--- What you are asked to do ---
From the first line to the last, print the listing exactly.

--- Data for review ---
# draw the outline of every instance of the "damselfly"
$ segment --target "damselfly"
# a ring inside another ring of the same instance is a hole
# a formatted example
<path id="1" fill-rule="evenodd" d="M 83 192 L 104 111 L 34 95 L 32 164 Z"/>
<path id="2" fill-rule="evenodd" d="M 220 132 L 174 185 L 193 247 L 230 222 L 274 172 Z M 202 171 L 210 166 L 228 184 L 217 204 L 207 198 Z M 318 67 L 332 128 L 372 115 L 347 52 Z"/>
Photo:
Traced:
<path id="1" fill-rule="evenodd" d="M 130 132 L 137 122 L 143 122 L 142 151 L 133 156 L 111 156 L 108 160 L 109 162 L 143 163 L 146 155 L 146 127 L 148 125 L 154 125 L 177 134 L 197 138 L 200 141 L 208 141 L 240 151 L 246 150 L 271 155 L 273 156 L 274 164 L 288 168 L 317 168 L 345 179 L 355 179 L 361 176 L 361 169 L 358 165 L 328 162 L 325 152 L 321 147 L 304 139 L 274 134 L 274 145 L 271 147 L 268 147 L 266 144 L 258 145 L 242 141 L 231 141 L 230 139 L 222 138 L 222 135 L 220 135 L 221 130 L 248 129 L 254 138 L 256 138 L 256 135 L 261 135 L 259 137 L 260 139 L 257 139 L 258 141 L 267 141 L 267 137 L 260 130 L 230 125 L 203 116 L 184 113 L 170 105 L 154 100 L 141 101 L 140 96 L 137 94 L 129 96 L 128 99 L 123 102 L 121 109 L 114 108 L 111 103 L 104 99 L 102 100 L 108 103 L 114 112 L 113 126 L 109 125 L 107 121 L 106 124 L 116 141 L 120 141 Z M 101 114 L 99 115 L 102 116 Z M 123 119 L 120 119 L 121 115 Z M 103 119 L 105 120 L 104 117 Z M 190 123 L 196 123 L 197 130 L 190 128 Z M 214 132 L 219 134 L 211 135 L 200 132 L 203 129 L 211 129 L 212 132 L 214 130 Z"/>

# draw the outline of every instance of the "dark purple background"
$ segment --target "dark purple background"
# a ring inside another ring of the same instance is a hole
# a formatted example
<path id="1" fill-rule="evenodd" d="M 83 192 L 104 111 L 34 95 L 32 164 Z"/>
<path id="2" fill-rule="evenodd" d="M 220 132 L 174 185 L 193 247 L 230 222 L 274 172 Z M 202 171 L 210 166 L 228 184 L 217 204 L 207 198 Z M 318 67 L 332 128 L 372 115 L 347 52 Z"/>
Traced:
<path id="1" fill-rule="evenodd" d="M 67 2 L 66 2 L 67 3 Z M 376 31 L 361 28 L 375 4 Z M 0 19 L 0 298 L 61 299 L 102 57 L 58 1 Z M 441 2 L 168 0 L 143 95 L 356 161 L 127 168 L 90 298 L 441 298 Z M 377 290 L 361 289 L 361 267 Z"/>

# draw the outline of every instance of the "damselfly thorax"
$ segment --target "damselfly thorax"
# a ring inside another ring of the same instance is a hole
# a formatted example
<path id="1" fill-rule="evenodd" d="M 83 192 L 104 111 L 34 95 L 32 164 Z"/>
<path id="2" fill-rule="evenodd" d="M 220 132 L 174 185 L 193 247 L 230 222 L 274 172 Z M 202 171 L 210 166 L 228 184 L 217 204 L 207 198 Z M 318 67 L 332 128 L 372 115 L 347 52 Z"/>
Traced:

--- Task result ---
# draw the outline of every instance of the "damselfly"
$ segment --target "damselfly"
# a ring inside another ring of the same instance is a hole
# a formatted example
<path id="1" fill-rule="evenodd" d="M 83 192 L 104 111 L 34 95 L 32 164 Z"/>
<path id="2" fill-rule="evenodd" d="M 220 132 L 174 185 L 193 247 L 230 222 L 274 172 Z M 202 171 L 210 166 L 228 184 L 217 204 L 207 198 Z M 318 67 L 332 128 L 372 115 L 347 52 Z"/>
Photo:
Traced:
<path id="1" fill-rule="evenodd" d="M 130 132 L 137 122 L 143 122 L 142 151 L 133 156 L 111 156 L 108 160 L 109 162 L 143 163 L 146 155 L 146 127 L 148 125 L 154 125 L 177 134 L 197 138 L 200 141 L 208 141 L 240 151 L 246 150 L 271 155 L 273 156 L 274 164 L 288 168 L 317 168 L 345 179 L 355 179 L 361 176 L 361 169 L 358 165 L 328 162 L 325 152 L 321 147 L 304 139 L 274 134 L 274 145 L 271 147 L 268 147 L 266 144 L 258 145 L 242 141 L 231 141 L 230 139 L 222 138 L 222 135 L 220 135 L 221 130 L 248 129 L 254 138 L 256 138 L 256 135 L 261 135 L 259 137 L 260 139 L 257 139 L 258 141 L 267 141 L 267 137 L 260 130 L 230 125 L 203 116 L 184 113 L 170 105 L 154 100 L 141 101 L 140 96 L 137 94 L 129 96 L 128 99 L 123 102 L 121 109 L 114 108 L 111 103 L 104 99 L 102 100 L 108 103 L 114 112 L 113 126 L 109 125 L 107 121 L 106 124 L 116 141 L 120 141 Z M 101 114 L 99 115 L 102 116 Z M 123 119 L 120 119 L 121 115 Z M 103 119 L 105 120 L 104 117 Z M 190 123 L 196 123 L 197 130 L 190 128 Z M 214 132 L 219 134 L 211 135 L 200 132 L 203 129 L 211 129 L 212 132 L 214 130 Z"/>

# draw the outline of every instance of the "dark purple background"
$ segment --target "dark purple background"
# a ring inside another ring of the same instance is a hole
# a formatted example
<path id="1" fill-rule="evenodd" d="M 83 192 L 104 111 L 34 95 L 32 164 Z"/>
<path id="2" fill-rule="evenodd" d="M 220 132 L 174 185 L 193 247 L 230 222 L 274 172 Z M 202 171 L 210 166 L 228 184 L 217 204 L 207 198 Z M 318 67 L 332 128 L 372 115 L 347 52 Z"/>
Traced:
<path id="1" fill-rule="evenodd" d="M 67 2 L 66 2 L 67 3 Z M 376 31 L 361 28 L 375 4 Z M 0 19 L 0 298 L 61 299 L 102 57 L 58 1 Z M 441 2 L 168 0 L 143 95 L 356 161 L 127 168 L 90 298 L 441 298 Z M 377 290 L 361 289 L 361 267 Z"/>

# draw the outline of every instance of the "damselfly thorax"
$ segment --target "damselfly thorax"
# a ring inside another ring of the same instance is a hole
# a formatted example
<path id="1" fill-rule="evenodd" d="M 83 192 L 104 111 L 34 95 L 32 164 Z"/>
<path id="2" fill-rule="evenodd" d="M 220 132 L 174 185 L 193 247 L 230 222 L 274 172 Z M 202 171 L 210 166 L 228 184 L 217 204 L 207 198 Z M 318 67 L 332 128 L 372 115 L 347 52 Z"/>
Traced:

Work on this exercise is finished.